- Exercise details:
Copy out each of the following rows word for word.

** begin **

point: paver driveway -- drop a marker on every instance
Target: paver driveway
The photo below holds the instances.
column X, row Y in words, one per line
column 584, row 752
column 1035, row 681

** end **

- Full response:
point: paver driveway -- drop a marker on every instance
Target: paver driveway
The photo below holds the instances.
column X, row Y in words, one per line
column 584, row 752
column 1035, row 681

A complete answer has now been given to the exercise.